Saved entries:

──────────

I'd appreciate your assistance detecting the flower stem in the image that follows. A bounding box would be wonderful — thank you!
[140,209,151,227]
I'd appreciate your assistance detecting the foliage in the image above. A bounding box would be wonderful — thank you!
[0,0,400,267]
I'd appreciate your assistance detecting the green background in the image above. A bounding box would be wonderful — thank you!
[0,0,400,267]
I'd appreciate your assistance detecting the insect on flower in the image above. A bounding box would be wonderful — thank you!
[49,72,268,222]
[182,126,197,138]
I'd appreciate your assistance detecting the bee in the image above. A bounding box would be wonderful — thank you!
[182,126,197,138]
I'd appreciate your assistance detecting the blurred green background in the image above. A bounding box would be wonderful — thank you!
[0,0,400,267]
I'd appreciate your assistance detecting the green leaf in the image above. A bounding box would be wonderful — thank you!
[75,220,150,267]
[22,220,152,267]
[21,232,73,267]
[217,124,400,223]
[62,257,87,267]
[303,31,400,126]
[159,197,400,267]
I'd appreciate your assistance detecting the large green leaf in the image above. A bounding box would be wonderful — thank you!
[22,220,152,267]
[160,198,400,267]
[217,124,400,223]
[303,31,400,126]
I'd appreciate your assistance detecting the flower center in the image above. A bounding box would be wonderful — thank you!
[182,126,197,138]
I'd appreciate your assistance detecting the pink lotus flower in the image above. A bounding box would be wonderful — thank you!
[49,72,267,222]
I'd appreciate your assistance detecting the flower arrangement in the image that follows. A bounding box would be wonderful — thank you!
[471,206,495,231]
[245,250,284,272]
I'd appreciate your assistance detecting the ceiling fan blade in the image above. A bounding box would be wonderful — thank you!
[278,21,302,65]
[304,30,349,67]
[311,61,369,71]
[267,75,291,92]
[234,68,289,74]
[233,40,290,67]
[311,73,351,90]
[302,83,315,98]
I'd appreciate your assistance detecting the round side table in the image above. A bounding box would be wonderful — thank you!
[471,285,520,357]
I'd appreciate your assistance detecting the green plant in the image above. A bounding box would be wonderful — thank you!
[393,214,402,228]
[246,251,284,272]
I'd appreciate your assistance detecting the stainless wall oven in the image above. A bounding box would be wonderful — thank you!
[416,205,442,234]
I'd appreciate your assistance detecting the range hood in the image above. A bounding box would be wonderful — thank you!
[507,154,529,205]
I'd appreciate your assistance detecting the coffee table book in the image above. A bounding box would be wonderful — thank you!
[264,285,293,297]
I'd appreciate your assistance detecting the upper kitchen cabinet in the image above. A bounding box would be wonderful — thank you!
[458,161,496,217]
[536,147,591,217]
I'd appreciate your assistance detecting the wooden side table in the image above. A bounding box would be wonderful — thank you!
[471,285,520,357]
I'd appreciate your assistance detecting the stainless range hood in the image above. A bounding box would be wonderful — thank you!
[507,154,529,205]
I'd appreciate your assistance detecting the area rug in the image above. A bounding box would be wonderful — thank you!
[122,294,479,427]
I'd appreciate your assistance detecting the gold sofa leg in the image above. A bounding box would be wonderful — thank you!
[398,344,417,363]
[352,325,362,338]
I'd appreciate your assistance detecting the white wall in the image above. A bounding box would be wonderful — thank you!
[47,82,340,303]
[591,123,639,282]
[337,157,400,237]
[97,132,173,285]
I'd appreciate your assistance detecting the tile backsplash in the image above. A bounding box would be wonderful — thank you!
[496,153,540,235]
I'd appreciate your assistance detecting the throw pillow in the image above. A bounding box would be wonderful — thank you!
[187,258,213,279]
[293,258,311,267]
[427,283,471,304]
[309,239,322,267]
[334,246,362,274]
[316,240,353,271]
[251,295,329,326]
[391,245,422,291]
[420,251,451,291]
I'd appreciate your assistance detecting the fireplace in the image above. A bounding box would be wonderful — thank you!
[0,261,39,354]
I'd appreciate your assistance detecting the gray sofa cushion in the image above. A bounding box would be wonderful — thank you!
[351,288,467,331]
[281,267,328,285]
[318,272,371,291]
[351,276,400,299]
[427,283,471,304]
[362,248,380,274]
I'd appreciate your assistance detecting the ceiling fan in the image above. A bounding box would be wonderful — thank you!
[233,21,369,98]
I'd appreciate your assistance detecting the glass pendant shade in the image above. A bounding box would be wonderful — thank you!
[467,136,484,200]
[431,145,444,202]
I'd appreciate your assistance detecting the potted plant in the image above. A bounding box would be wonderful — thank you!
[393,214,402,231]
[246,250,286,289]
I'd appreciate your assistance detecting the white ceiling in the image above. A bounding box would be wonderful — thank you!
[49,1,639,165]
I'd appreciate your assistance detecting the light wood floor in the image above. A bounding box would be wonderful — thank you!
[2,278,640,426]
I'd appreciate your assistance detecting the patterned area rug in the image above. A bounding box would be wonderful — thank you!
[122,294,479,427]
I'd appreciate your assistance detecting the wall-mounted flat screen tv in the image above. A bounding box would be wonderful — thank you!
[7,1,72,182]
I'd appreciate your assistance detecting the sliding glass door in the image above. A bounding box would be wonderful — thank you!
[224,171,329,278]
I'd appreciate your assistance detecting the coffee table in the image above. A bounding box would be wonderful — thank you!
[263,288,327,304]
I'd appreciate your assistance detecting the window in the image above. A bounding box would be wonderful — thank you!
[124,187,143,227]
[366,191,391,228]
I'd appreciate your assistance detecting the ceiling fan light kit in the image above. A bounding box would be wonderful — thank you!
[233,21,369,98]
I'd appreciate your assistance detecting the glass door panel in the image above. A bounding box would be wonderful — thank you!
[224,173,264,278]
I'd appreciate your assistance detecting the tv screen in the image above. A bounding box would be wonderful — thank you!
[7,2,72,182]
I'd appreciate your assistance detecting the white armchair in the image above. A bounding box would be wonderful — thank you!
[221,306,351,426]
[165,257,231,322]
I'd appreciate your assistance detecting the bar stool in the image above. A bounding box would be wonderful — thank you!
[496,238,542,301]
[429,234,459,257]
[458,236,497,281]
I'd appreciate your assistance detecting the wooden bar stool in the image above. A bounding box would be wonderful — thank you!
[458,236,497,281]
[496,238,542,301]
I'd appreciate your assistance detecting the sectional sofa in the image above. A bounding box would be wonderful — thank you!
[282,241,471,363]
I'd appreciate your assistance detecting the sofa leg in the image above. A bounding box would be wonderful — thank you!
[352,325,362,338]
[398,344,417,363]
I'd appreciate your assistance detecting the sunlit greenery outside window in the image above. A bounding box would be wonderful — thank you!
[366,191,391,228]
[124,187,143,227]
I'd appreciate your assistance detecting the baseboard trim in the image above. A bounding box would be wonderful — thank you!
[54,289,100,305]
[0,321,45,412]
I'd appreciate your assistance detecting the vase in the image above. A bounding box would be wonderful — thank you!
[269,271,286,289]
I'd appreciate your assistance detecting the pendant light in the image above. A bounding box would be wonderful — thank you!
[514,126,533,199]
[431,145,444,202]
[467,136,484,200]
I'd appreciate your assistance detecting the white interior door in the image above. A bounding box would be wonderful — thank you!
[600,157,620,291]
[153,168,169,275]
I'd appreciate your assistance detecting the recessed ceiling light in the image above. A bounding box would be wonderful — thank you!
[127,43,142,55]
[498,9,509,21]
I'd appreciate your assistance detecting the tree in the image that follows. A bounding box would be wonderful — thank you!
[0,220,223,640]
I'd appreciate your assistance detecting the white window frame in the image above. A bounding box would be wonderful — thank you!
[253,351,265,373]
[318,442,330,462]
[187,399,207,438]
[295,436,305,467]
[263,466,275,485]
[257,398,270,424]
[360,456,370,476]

──────────

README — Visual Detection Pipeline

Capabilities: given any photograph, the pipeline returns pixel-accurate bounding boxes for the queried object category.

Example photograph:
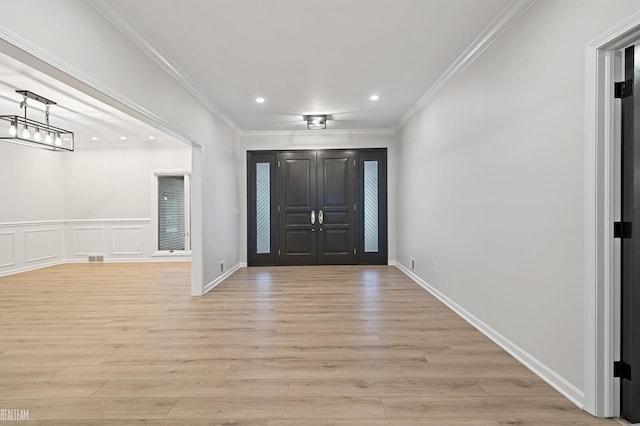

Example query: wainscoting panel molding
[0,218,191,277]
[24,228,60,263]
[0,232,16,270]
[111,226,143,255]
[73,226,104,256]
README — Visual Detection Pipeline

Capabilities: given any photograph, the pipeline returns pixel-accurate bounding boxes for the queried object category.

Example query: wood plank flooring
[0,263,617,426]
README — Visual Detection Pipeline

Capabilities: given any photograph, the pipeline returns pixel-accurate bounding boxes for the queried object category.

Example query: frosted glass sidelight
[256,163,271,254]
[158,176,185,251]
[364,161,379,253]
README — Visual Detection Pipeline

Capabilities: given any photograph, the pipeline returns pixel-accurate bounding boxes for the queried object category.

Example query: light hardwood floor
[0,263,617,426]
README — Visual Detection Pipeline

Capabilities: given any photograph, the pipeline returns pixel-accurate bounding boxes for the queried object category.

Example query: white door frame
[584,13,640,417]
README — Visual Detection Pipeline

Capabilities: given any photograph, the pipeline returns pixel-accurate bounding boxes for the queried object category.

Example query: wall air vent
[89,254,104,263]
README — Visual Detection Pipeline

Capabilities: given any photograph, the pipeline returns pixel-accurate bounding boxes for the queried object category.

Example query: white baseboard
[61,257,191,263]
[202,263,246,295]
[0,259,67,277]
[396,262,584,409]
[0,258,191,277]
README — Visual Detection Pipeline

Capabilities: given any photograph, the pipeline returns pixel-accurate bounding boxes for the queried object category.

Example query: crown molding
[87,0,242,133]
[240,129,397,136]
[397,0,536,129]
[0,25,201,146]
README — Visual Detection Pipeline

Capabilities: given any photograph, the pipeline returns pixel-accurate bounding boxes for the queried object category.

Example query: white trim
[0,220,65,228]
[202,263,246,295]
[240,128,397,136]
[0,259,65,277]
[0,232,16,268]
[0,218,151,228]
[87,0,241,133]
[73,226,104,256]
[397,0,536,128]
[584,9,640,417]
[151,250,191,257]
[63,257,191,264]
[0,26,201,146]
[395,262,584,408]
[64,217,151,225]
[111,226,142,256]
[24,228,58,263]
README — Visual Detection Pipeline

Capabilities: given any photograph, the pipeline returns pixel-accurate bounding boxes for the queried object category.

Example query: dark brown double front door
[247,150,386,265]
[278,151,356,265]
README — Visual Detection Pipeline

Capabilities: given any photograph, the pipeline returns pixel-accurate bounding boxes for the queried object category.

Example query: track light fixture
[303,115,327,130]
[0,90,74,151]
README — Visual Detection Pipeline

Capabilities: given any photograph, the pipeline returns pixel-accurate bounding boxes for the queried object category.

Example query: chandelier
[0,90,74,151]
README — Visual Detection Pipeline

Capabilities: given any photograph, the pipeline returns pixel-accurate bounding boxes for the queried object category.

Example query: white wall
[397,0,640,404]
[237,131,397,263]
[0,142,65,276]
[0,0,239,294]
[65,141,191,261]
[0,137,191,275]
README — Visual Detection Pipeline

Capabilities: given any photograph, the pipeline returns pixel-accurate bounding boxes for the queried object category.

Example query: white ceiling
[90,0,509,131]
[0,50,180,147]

──────────

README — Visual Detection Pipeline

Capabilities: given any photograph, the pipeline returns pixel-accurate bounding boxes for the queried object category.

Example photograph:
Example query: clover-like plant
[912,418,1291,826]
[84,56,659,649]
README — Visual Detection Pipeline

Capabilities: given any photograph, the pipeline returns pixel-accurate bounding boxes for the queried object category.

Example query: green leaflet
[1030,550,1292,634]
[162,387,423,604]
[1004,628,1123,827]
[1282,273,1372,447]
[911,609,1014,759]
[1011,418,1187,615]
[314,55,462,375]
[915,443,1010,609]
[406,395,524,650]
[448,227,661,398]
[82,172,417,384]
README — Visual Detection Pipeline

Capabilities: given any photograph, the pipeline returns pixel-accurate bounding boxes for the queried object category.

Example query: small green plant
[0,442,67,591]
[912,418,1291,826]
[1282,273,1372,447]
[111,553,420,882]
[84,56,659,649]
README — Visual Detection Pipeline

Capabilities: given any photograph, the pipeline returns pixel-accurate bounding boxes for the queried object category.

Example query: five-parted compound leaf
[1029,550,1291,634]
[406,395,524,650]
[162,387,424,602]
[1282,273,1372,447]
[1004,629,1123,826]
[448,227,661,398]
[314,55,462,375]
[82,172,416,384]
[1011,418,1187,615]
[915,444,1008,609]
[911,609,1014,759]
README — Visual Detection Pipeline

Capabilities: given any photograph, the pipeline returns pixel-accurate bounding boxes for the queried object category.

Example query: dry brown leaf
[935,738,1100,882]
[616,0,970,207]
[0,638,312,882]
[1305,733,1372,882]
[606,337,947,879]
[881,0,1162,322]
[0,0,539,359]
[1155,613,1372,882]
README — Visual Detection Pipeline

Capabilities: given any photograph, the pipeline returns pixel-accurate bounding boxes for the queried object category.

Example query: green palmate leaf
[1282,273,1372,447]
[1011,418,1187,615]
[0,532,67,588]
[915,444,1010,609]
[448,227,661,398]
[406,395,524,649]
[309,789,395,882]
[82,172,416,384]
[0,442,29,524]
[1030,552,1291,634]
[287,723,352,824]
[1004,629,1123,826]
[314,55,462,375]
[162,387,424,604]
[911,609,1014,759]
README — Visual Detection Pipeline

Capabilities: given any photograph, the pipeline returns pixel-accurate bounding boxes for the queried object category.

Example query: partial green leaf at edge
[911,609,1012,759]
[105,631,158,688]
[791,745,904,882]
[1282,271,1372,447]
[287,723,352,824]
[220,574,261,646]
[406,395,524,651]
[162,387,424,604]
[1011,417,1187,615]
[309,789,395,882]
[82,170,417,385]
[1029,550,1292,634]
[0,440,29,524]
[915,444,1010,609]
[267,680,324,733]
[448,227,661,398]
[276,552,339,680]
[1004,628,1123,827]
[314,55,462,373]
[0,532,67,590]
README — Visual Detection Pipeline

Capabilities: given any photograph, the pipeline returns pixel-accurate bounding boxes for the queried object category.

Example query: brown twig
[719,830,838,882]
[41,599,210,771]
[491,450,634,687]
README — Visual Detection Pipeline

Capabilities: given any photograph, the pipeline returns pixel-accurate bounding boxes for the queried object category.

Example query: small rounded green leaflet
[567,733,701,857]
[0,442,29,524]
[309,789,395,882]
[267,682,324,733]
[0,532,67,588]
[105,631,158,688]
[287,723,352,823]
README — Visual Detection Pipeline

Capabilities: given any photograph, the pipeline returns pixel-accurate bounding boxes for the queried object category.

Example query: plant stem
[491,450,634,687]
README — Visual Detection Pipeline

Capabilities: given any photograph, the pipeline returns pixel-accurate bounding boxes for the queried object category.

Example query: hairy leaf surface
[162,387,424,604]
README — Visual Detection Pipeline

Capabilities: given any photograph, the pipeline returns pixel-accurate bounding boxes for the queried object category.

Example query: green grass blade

──────────

# Short exercise
Repeat the lines starting at the one containing "I'd appreciate your assistance detecting the patterned" and ending at the one containing "[224,171,329,278]", requests included, and increase every bounding box coordinate in the answers by 52.

# Answer
I'd appreciate your assistance detecting the patterned area rug in the image above. A bounding box would be wonderful — thank you!
[174,346,531,479]
I'd appreciate your assistance detecting the wall-mounted flat screen tv in the image above. A bounding box would be wonderful — thank you!
[59,53,124,234]
I'd appreciate your assistance detecting the sliding glass door in the image above. A bounding box would be wonderful — thank you!
[276,223,381,330]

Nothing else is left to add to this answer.